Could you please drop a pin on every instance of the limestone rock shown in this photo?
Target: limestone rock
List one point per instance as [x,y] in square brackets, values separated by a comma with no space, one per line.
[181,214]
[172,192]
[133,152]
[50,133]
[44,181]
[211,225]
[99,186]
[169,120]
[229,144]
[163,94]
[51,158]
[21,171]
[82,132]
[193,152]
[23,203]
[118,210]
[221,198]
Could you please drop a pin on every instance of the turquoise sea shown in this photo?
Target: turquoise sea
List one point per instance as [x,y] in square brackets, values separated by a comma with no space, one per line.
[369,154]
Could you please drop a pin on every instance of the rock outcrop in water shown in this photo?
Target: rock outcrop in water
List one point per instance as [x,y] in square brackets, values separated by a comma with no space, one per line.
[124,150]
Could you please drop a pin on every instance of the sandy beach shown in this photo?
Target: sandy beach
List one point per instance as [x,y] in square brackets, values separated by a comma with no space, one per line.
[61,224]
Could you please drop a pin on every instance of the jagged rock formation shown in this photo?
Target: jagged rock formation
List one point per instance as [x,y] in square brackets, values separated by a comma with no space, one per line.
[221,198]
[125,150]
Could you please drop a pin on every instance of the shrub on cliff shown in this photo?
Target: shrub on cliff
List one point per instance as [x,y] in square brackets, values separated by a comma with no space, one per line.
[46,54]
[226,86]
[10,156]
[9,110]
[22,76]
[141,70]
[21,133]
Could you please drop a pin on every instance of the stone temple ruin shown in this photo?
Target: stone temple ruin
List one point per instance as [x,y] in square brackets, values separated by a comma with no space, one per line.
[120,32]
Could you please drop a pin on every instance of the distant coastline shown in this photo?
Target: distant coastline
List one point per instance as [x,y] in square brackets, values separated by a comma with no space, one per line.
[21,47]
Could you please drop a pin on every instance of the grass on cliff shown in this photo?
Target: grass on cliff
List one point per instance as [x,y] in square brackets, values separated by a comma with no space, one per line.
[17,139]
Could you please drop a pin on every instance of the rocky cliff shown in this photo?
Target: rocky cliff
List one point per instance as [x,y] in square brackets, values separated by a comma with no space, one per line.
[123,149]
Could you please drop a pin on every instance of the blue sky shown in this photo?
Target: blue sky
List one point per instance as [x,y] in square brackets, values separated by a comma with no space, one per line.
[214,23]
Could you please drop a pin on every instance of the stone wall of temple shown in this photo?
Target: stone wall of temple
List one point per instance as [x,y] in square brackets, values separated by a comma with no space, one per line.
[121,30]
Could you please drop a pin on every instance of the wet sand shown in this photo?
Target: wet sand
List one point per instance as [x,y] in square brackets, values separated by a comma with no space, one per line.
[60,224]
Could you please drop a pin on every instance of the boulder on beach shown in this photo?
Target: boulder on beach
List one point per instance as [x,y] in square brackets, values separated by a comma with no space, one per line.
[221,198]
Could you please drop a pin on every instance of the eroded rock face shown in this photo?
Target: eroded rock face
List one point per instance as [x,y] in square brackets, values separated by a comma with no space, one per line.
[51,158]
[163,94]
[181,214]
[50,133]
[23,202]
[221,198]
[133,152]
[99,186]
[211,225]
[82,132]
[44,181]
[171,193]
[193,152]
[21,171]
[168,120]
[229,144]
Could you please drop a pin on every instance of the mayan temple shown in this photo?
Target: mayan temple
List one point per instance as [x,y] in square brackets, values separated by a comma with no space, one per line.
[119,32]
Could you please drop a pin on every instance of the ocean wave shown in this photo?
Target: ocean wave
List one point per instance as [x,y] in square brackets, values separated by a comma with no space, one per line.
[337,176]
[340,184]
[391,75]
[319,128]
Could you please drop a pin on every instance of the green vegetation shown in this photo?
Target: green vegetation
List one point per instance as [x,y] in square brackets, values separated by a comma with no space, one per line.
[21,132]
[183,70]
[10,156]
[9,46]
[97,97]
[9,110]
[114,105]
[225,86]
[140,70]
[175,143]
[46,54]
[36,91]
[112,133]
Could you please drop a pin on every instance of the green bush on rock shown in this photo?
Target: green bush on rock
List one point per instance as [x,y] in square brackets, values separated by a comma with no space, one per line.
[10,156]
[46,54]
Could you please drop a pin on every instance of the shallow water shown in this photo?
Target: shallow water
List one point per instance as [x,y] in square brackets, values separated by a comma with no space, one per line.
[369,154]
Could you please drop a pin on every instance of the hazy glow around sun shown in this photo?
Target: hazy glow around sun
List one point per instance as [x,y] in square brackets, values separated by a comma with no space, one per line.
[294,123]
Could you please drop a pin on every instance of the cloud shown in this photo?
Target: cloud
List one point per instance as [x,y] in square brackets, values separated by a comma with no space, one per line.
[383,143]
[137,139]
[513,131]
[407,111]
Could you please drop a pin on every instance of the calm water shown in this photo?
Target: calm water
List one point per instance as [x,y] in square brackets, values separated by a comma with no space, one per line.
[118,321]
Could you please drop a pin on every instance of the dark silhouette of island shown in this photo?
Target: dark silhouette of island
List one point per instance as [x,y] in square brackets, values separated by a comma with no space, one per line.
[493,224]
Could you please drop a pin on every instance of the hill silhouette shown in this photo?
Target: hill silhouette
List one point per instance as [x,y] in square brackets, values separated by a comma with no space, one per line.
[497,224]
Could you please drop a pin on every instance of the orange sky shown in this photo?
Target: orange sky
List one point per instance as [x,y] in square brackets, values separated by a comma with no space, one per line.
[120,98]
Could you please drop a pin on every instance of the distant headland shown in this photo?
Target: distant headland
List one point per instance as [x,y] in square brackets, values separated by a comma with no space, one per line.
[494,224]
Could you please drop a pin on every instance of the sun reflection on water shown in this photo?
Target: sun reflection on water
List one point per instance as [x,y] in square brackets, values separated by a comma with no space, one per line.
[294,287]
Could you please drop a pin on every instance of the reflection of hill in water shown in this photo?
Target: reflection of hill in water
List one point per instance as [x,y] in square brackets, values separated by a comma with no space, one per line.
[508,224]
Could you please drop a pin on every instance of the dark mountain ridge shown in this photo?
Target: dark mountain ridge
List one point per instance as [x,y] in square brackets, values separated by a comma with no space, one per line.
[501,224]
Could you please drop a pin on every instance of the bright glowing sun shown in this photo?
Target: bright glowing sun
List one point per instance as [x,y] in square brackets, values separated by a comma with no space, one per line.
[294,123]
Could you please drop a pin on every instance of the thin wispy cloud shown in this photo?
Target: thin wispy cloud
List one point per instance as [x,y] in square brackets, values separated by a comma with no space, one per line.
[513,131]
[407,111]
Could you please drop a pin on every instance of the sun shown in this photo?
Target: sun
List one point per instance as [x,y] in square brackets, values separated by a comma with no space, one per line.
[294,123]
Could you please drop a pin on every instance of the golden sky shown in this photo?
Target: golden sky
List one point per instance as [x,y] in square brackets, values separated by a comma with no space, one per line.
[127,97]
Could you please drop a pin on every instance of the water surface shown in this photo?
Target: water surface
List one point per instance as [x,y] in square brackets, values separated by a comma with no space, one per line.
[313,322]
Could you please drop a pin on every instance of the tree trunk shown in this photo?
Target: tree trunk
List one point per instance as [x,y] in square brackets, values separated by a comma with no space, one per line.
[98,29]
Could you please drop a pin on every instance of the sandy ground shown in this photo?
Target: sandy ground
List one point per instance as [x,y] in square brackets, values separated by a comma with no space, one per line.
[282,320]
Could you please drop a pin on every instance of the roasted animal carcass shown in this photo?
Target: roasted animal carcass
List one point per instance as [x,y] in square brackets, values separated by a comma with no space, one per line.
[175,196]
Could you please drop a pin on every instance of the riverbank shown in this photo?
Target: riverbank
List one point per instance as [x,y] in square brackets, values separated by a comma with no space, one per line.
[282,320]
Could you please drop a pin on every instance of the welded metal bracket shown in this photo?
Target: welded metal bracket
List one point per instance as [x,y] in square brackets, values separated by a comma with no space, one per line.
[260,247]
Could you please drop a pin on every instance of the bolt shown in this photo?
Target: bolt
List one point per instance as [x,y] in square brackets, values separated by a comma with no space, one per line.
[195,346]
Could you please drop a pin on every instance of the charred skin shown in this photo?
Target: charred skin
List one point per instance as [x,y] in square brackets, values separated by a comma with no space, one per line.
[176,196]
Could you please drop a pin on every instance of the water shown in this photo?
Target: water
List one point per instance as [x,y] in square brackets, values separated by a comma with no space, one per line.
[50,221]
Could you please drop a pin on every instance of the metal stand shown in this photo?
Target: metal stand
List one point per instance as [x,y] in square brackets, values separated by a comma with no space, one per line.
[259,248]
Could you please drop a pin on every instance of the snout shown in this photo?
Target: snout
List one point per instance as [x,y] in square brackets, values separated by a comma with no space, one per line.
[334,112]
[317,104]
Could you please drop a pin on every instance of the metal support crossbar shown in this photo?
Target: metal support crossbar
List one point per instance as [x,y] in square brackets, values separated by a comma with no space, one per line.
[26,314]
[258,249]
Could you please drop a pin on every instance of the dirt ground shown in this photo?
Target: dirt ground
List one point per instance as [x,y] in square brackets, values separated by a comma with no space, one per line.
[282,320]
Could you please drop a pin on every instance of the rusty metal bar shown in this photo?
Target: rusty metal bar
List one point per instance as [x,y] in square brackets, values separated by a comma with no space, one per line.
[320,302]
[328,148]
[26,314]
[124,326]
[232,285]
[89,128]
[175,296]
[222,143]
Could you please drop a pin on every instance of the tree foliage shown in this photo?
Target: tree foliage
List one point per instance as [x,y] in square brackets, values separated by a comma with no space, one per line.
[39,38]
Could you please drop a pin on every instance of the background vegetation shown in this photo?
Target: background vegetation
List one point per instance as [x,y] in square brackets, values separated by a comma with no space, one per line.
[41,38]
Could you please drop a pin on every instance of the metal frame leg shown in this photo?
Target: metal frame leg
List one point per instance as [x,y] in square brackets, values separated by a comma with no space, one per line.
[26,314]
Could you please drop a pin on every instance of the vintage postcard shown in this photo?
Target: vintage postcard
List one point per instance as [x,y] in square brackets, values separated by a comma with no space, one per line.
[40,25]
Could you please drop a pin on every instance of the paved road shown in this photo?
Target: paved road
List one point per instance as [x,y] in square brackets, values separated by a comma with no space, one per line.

__WHAT IS NEEDED__.
From the records above, retype only the lines starting at the line that contains "Target: dark silhouette of island" and ending at the line that contains "Target: sun reflection on water", both included.

__TASK RESPONSE__.
Target: dark silhouette of island
List one point per instance as [x,y] in square brackets, values separated by a comma with no space, one per line.
[493,224]
Could you please drop a pin on every instance of the hill silhouette shown in this photo?
Target: hill silhouette
List one point per instance as [x,y] in square brackets, values separated by a comma with no space, one per line.
[497,224]
Could you please drop a pin on every instance of the orange sky shown in this photo?
Target: orange sky
List one point per instance as [x,y] in square brackets, values separated by a comma with no space, one per line.
[120,98]
Could you please drop a pin on every instance of the distant headland shown in this photo?
Target: distant headland
List one point per instance as [x,y] in square brackets, values separated by a comma with no space, one per line.
[494,224]
Could you please drop a pin on every instance of the sun reflection on water shown in this photo?
Target: sun reflection on water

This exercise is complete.